▸ Material provided

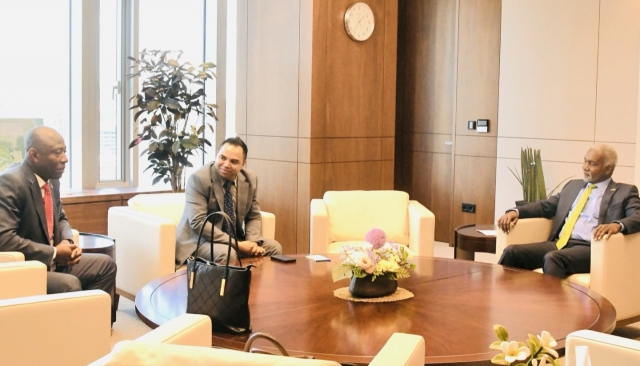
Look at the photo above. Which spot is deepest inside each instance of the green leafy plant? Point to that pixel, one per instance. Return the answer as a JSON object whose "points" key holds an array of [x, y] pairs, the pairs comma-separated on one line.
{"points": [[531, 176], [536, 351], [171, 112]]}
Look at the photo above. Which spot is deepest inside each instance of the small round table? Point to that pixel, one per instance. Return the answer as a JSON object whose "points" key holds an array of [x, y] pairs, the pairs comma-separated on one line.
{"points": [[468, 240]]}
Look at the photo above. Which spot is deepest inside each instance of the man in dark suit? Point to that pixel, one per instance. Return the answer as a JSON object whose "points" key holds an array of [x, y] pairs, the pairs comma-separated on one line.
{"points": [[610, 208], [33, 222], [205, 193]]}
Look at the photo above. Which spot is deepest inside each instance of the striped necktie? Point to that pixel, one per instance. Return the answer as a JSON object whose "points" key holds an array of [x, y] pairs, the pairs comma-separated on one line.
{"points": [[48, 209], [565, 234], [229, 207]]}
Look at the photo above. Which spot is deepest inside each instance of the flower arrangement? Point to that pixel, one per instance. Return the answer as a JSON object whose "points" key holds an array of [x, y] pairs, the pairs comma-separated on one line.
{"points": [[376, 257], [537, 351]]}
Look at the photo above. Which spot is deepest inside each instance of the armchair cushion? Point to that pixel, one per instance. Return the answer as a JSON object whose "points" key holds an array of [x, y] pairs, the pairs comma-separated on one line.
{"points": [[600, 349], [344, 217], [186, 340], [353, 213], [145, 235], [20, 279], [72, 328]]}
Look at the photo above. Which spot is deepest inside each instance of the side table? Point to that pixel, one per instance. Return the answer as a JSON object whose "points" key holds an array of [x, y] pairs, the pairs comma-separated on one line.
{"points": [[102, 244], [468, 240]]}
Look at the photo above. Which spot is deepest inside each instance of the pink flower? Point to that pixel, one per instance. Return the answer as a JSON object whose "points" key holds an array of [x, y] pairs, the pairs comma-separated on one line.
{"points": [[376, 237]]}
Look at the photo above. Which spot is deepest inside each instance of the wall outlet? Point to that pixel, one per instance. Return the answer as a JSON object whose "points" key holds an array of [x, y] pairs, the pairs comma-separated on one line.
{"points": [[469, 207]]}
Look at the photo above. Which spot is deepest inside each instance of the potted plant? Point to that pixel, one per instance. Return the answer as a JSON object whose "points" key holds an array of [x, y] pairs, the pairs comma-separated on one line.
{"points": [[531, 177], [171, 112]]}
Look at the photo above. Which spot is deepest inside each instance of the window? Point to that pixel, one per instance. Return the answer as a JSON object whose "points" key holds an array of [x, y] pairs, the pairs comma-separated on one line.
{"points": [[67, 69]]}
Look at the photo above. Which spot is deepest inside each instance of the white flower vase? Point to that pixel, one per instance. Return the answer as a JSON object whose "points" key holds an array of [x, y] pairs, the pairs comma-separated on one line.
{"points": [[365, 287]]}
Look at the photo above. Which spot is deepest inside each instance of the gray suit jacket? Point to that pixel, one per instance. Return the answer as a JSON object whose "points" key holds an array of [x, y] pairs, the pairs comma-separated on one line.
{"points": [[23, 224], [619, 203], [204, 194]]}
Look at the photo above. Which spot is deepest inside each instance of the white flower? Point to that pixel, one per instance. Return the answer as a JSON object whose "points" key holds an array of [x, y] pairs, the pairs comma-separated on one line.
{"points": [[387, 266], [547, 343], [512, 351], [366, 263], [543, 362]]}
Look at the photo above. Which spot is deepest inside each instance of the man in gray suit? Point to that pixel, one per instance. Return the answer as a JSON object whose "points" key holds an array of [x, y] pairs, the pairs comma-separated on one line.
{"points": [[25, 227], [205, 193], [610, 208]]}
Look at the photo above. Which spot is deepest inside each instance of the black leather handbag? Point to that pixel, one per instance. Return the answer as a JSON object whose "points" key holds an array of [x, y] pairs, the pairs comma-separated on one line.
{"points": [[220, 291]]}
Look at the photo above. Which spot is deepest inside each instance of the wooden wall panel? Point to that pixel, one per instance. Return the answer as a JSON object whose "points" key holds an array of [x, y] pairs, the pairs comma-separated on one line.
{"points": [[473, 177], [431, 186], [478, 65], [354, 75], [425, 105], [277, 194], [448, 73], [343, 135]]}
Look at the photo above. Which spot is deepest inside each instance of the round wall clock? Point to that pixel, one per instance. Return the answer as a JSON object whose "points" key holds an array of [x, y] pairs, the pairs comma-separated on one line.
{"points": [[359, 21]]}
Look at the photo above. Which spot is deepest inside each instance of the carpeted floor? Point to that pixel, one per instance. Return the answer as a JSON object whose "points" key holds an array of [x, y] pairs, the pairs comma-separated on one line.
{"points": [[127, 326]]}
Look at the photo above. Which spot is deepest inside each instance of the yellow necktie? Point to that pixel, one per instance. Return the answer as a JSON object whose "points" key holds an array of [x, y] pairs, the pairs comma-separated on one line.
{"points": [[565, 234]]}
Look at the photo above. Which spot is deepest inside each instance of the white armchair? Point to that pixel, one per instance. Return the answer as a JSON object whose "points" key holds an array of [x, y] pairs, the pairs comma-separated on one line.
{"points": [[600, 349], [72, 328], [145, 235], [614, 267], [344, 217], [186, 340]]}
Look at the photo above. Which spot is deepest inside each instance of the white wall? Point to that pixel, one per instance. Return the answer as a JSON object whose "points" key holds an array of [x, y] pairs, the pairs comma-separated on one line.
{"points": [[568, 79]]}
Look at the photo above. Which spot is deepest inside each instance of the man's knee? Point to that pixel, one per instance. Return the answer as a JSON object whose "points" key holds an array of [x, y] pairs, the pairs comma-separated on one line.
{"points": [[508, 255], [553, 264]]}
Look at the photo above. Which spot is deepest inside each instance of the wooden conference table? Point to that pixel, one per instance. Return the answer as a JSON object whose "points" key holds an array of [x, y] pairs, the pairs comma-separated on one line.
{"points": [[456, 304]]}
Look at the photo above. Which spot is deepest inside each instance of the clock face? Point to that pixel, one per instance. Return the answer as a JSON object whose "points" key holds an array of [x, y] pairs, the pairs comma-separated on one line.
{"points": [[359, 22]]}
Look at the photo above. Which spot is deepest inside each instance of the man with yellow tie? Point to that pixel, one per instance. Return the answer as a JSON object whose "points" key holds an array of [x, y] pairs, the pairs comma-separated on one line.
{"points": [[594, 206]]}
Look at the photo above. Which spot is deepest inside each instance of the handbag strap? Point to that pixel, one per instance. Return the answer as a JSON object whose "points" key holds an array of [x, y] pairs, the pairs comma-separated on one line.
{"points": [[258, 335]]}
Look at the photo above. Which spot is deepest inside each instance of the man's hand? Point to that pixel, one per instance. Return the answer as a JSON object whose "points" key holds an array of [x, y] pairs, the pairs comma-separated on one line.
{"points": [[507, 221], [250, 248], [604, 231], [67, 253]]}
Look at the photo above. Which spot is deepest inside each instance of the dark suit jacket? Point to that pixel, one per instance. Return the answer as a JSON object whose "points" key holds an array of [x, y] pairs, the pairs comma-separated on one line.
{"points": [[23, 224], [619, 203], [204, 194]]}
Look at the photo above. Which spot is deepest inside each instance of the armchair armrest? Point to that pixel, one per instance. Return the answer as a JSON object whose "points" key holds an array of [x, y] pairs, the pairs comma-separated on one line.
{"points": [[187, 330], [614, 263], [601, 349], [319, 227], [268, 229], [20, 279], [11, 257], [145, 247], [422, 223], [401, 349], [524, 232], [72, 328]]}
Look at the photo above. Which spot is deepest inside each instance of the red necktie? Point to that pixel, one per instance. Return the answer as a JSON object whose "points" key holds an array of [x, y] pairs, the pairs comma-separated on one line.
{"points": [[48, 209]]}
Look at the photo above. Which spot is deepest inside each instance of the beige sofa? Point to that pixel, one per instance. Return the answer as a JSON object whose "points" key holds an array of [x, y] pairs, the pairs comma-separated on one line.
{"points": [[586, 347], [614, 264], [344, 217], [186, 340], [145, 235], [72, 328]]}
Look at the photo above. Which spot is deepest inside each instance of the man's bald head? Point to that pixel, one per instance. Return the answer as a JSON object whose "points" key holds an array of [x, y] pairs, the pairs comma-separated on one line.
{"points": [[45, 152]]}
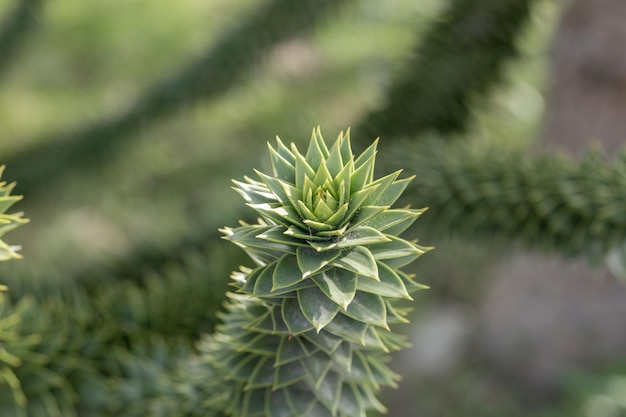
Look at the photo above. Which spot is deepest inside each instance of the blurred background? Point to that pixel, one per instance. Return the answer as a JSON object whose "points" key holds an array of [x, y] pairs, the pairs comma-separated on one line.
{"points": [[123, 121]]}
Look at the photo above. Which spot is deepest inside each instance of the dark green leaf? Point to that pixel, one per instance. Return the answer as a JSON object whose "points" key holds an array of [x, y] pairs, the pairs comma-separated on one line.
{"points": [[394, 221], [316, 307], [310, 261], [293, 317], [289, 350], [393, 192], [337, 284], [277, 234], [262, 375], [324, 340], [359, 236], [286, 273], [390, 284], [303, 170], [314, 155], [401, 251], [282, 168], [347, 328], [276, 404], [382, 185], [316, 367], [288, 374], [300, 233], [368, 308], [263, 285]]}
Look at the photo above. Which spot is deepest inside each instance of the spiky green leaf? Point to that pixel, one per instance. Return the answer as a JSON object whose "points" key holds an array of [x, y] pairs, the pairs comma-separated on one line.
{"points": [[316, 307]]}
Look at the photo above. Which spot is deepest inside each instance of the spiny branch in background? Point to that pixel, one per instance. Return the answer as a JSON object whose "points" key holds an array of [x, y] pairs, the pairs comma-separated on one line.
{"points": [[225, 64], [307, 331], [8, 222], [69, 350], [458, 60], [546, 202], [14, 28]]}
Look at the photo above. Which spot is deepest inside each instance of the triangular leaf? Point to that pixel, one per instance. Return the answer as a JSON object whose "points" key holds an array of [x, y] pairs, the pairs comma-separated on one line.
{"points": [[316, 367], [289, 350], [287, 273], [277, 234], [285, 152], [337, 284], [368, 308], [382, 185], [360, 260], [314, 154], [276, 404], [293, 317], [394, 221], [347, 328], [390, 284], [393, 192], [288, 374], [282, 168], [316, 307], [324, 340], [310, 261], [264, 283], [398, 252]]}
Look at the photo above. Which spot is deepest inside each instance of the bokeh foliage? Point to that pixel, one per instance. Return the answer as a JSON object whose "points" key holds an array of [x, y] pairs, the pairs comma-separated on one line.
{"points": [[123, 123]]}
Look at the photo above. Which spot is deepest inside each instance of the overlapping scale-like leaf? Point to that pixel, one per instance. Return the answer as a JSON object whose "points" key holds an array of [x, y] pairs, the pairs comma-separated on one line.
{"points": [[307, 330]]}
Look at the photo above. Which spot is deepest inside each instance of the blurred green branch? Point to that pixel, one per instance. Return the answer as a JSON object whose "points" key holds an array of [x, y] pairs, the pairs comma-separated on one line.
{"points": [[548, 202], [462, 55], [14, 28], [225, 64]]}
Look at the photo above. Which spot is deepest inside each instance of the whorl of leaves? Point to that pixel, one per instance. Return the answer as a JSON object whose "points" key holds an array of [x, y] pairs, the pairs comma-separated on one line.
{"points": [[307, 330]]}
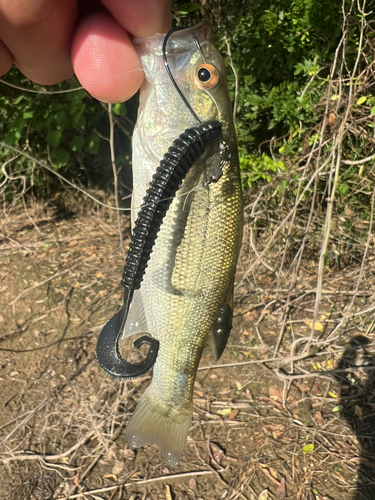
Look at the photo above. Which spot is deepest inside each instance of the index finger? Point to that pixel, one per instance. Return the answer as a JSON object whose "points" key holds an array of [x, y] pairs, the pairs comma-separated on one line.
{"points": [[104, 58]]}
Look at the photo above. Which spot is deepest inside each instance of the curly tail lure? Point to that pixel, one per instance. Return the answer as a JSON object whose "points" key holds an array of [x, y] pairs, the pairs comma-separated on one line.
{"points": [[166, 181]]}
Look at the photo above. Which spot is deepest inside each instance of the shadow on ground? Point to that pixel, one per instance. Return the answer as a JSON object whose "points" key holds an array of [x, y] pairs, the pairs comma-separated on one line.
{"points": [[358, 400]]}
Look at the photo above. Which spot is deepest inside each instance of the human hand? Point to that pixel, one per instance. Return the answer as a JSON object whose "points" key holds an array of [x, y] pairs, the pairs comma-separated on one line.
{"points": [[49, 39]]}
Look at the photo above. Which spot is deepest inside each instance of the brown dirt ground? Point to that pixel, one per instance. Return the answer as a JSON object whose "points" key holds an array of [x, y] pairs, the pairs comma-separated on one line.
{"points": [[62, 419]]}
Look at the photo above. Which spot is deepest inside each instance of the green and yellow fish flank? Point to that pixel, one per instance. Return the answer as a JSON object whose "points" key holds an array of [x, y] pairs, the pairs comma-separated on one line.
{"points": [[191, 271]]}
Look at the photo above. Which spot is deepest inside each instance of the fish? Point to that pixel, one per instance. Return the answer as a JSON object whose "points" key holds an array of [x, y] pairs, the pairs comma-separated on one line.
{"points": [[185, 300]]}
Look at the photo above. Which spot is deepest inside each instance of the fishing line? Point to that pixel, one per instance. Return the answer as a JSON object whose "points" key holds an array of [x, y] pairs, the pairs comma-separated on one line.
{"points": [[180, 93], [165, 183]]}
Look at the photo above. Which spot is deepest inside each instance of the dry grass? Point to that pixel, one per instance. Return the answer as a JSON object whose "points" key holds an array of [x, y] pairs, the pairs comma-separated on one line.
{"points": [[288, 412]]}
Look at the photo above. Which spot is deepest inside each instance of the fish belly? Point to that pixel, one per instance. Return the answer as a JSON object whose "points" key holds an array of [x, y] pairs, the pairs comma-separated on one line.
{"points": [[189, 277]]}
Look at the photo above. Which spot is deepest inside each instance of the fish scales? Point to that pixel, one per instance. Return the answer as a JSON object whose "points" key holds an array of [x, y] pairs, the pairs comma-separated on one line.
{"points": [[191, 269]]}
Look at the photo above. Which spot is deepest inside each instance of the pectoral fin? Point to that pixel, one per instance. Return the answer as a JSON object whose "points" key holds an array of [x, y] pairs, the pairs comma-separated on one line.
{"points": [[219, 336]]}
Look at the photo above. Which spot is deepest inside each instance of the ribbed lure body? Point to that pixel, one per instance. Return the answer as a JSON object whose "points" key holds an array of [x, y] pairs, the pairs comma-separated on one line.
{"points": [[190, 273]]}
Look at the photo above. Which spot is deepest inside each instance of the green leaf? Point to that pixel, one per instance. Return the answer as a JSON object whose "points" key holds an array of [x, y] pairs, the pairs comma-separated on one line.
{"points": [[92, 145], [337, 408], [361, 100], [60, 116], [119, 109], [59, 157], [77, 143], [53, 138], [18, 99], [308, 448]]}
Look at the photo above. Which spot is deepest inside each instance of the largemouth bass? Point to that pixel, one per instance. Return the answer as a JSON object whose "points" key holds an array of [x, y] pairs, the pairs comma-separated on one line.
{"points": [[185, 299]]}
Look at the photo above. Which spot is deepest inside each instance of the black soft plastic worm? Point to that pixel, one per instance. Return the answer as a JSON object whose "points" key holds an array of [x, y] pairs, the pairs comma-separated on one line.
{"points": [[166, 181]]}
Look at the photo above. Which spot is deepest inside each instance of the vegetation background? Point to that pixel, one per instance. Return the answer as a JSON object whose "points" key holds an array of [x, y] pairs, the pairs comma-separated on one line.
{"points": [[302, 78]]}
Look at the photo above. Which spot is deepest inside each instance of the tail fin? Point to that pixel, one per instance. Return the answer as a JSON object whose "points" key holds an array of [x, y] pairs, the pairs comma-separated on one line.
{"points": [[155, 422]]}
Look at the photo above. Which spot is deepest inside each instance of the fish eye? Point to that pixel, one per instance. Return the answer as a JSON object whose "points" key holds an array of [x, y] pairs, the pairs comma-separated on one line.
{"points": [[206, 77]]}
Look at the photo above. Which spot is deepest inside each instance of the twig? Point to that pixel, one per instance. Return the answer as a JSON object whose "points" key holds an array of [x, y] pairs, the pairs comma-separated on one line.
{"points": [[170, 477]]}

▸ Work order
All lines from the one with "the green leaf?" through the final line of the listing above are to be restated word for word; the lines before it are left out.

▸ Reply to the exercise
Look at the photo above. Which spot is deepest inside each instance of the green leaf? Point to that pixel, one per instance. Return the answer as a JSON object whose "points" key holds an array of [x, y] pairs, the pairs comma-separated on one line.
{"points": [[92, 145], [337, 408], [361, 100], [60, 116], [119, 109], [59, 157], [77, 143], [53, 138], [18, 99], [308, 448]]}
Look at the photo above. Which spot is deepest inside each instance of the largemouth bass? Point to that pixel, one per instance. Return the answer as a JSON object whose "points" key holds an array of [x, y] pairs, the pairs comma-separated on one line.
{"points": [[185, 299]]}
Look at the photo above. Which spot is deepest inside each instance of the black soft plastic worm? Point to that pixel, one per instance. Return the answer as a JSON object whose "points" key holds an array of [x, y] pairs, the pairs comma-separated on one line.
{"points": [[166, 181]]}
Look at the photo above. Which spot is deepest inside each instance of the vegetation background? Point to that pixel, one per instance. Return the answer as a JSON object whose "points" key holds an array of [x, y] pairs, the pairs comma-separated on one line.
{"points": [[302, 78]]}
Look at the photo above. Which spot is deepest inside each instance of the tail fin? Point to that pixel, one per instance. Return the answer as a JSON object whose "points" key holds an array of [x, y] pairs, the pairs comma-separated on one line.
{"points": [[155, 422]]}
Look at the photo above. Which spot is deepest inside each instance of the fish eye? Point to that pixel, one per instance. Return the answer as a JSON object whose "points" key holds an array of [x, y] pairs, the pairs comma-separated on one line.
{"points": [[206, 77]]}
Look at the photo above. Which spot is deepest inside each instance of the twig? Point to that pixel, one per instance. Return the answer as a JSON object whose "points" key holds an array of [x, y] pairs, the pairs comma-separated on one line.
{"points": [[170, 477]]}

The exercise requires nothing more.